Selected excerpt
On 19 December 2024, the Hong Kong Stock Exchange (HKEx) released the conclusions to its consultation on proposed enhancements to the Corporate Governance Code and related amendments to the HKEx Listing Rules. Most of these enhancements come into effect on July 1, 2025, and to a large extent will impact listed boards and their nominating committees in the areas of performance assessments as well as strategies for board renewal and succession planning.
In responding to these updates, boards have to strategically manage the six-year transition period to prevent a sudden overhaul of long-tenured INEDs, while also considering appointments for key roles like lead independent directors to maintain leadership continuity and regulatory compliance.
Nominating committees will need to start early to examine their board succession strategies, and proactively engaging with the talent pool. We believe that they could therefore consider:
The enhancements contain specific limits around tenure, overboarding, independence, and board diversity, including:
Additionally, there are other mandatory disclosure requirements on director training, the board’s annual review of its workforce diversity, and women’s representation within senior management.

Recorded information
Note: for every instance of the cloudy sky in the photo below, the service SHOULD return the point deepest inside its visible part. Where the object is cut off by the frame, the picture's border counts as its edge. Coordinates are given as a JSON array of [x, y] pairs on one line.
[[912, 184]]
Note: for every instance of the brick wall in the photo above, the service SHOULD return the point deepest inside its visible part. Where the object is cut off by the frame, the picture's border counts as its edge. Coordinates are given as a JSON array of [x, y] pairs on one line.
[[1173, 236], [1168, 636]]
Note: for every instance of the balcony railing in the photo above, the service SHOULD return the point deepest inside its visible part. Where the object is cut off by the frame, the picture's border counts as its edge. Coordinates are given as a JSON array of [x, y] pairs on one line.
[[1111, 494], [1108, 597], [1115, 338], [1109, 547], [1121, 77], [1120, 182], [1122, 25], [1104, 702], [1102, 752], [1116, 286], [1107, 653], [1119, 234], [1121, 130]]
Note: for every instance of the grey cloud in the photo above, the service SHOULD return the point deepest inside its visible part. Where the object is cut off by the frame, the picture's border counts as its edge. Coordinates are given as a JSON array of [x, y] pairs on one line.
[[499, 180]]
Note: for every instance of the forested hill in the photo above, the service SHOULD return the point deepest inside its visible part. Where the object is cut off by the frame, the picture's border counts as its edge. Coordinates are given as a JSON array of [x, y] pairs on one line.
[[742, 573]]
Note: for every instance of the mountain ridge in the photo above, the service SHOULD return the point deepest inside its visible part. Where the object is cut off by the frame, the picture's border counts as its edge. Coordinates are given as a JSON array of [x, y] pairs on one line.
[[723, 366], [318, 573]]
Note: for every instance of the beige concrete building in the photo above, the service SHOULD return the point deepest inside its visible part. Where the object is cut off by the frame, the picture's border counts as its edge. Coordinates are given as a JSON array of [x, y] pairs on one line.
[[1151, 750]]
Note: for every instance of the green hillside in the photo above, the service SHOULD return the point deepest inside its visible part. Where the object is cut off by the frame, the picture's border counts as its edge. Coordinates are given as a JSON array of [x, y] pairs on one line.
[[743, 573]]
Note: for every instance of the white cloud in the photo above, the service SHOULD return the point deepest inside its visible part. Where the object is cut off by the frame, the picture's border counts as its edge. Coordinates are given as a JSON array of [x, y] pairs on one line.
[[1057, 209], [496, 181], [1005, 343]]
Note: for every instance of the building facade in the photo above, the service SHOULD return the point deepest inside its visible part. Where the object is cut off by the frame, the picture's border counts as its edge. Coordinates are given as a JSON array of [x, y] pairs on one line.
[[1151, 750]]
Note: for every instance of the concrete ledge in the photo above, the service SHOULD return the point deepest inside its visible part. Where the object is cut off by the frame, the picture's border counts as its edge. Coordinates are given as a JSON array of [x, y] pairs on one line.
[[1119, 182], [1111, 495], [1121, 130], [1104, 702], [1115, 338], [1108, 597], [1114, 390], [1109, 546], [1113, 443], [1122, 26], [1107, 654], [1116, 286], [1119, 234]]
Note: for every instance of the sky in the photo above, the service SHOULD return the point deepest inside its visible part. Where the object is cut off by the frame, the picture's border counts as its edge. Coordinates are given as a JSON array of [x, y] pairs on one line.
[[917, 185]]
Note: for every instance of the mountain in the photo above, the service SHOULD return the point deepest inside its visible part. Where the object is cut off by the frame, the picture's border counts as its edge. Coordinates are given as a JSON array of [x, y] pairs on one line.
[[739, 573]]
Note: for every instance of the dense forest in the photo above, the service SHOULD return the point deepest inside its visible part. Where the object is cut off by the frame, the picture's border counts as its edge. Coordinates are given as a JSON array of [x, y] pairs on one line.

Short exercise 1
In the governance code passage, which two areas are the listed boards and their nominating committees expected to be most affected in?
Short exercise 2
Copy out the governance code passage from "On 19 December" up to and including "and regulatory compliance.".
Short exercise 3
Condense the paragraph of the governance code passage that begins "On 19 December 2024" into a short bulleted list that keeps its main facts.

Response 1
Performance assessments, and strategies for board renewal and succession planning.

Response 2
On 19 December 2024, the Hong Kong Stock Exchange (HKEx) released the conclusions to its consultation on proposed enhancements to the Corporate Governance Code and related amendments to the HKEx Listing Rules. Most of these enhancements come into effect on July 1, 2025, and to a large extent will impact listed boards and their nominating committees in the areas of performance assessments as well as strategies for board renewal and succession planning.
In responding to these updates, boards have to strategically manage the six-year transition period to prevent a sudden overhaul of long-tenured INEDs, while also considering appointments for key roles like lead independent directors to maintain leadership continuity and regulatory compliance.

Response 3
- On 19 December 2024, the Hong Kong Stock Exchange (HKEx) released the conclusions to its consultation on enhancements to the Corporate Governance Code and related Listing Rule amendments.
- Most enhancements take effect on July 1, 2025.
- They will largely affect listed boards and nominating committees in performance assessments and in board renewal and succession planning.